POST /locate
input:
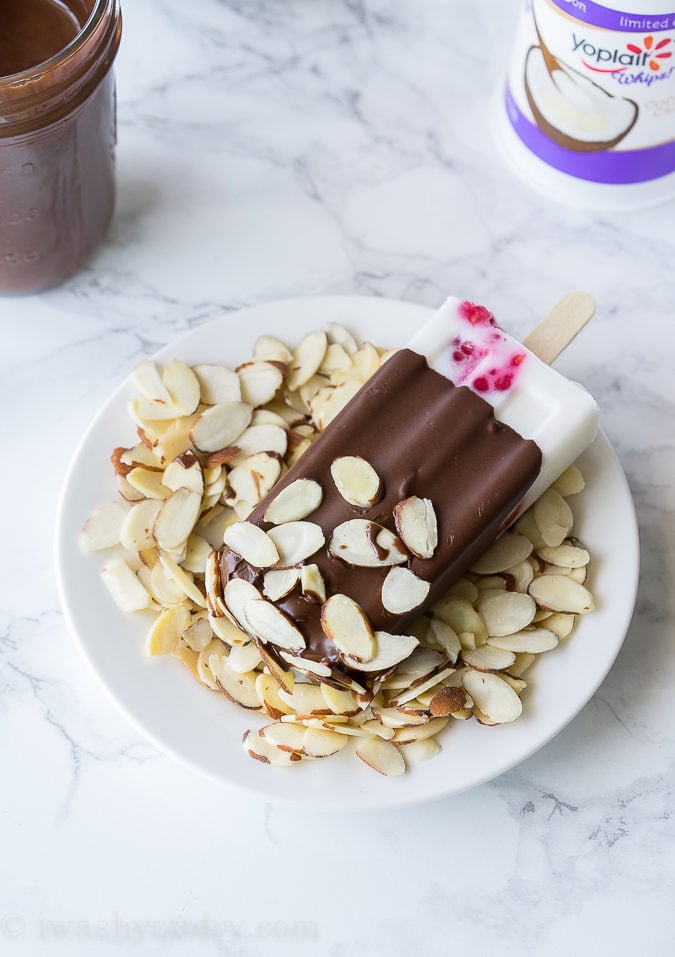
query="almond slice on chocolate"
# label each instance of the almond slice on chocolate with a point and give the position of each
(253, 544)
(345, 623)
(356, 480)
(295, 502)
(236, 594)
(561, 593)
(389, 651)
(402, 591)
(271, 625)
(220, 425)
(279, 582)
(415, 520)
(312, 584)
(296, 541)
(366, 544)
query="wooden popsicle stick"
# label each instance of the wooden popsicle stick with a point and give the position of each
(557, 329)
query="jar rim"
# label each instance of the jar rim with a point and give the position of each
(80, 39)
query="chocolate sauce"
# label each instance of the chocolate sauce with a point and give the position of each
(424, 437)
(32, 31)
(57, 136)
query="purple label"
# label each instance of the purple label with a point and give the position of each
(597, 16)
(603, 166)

__________

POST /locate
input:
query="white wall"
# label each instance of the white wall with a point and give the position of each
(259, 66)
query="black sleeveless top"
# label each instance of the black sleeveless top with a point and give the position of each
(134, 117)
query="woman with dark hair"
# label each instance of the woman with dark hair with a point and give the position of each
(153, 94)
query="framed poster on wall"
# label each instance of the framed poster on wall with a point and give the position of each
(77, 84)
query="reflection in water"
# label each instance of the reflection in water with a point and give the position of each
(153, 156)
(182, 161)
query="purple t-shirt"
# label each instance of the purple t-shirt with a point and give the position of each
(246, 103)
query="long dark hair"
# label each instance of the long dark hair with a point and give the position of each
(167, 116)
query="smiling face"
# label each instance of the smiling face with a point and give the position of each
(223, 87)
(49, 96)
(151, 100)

__________

■ STATED EXERCISE
Show each line of the material above that contains the string "slice", copied unchanged. Treat uppercase and lowercase letters as different.

■ SOLUTION TO THIS EXERCISE
query="almond slice on chocolate"
# label each instance of the almond slice on chocolate with a point and give the position of each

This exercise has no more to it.